— begin Source passage —
To choose the best possible anchor image among all samples of a given person, we consider a vector representation of all these samples. We achieve this representation by utilizing the model densenet161 of the torchvision library. By stopping the inference of the densenet161 model at the third last layer, we obtain a large (size 1024) Tensor for each image. Then we can compute the mean out of all these Tensors, thereby ‘averaging’ the image samples of this person. Using the L2 loss, we now deduce which image is the closest to this mean representation, thus yielding our anchor.

Choice of Negatives

With a similar approach we also enhanced our selection of negatives for each pair of anchor and positive: Again, using the L2 loss on the image vector representations, we choose the negative to be of minimal distance to the positive. This increases the difficulty of the model’s learning process, as now we really force the model to push the image embedding of the positive closer to the anchor.

Figure 8: Triplet with optimized selection of Anchor and Negative

The model now cannot just use the entire vector space to its full extent, in order to sufficiently separate the embeddings. The model’s previous, lazy behavior of choosing embeddings such that they barely undercut the threshold for a correct classification is thus made more difficult.

Image Resizing and Train-Validation-Split

The final necessary steps are to prepare these triplets to be processable by the model.
We divide the entire dataset into a Training Subset and a Validation Subset with a basic 90/10 train/val split. Different splits we tried were 70/30 and 80/20 but they did not lead to any improvements, thus we adhered to the 90/10 split.
Additionally, when the _getitem_ method of our dataloader is called, we first resize the image to compatible dimensions for our model. As our model expects images of size 224x224 as input – and in fact this is a common size expected by many other image processing neural networks as well – we tailor the image to fulfill this property before returning it.
These steps conclude the preprocessing part of our model’s pipeline.

Face Recognition - Our Approach

In the following Section we describe how we solved the problem of face recognition.
— end Source passage —
- **Prompt A**: Please copy everything in the face recognition passage from "To choose the" down to "yielding our anchor.".
- **Prompt B**: According to the face recognition passage, what image size does the model expect as input?
- **Prompt C**: Go on with the face recognition passage from its last sentence.
— begin Data lines —
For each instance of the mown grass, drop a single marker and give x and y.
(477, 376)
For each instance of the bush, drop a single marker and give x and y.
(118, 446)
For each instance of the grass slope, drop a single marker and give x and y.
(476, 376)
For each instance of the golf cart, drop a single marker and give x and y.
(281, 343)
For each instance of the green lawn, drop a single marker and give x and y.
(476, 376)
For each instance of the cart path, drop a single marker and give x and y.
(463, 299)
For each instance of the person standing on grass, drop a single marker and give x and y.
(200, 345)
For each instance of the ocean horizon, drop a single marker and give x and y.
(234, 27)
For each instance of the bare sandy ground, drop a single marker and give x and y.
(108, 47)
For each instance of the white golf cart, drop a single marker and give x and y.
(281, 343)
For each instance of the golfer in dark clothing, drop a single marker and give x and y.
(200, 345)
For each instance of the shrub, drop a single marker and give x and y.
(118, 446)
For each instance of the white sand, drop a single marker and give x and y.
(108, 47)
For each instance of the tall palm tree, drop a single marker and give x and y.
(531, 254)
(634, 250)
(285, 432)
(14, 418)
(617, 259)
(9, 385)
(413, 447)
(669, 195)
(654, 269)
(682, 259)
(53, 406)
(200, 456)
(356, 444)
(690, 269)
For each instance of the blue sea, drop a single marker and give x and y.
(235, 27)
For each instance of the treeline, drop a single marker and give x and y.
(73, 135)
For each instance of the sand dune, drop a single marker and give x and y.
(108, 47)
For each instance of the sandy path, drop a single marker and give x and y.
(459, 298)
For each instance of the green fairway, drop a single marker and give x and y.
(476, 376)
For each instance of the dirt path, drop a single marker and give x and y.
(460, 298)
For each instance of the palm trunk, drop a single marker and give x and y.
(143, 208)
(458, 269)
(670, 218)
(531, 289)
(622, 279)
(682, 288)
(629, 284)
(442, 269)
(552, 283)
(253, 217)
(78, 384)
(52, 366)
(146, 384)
— end Data lines —
- **Written answer A**:
To choose the best possible anchor image among all samples of a given person, we consider a vector representation of all these samples. We achieve this representation by utilizing the model densenet161 of the torchvision library. By stopping the inference of the densenet161 model at the third last layer, we obtain a large (size 1024) Tensor for each image. Then we can compute the mean out of all these Tensors, thereby ‘averaging’ the image samples of this person. Using the L2 loss, we now deduce which image is the closest to this mean representation, thus yielding our anchor.

- **Written answer B**: 224x224

- **Written answer C**:
Our Model

We decided to go for a modular two-stage network. The schematic concept of this principle is visualized in the following figure. The first stage is implemented with convolutional neural networks, which focus on extracting the most important visual information, i.e., facial features. The second stage of our model utilizes the extracted features to find the optimal feature embedding to create a distinct vectorized representation of the different people (ids) from our training dataset. For this part, we leveraged the capabilities of fully connected neural networks. The idea behind the separation into those two parts is that it allows us to easily exchange one part of the network without breaking the entire system. This concept will be utilized in the optimization of our model, which will be explained in more depth in the section Hyperparameter-Tuning.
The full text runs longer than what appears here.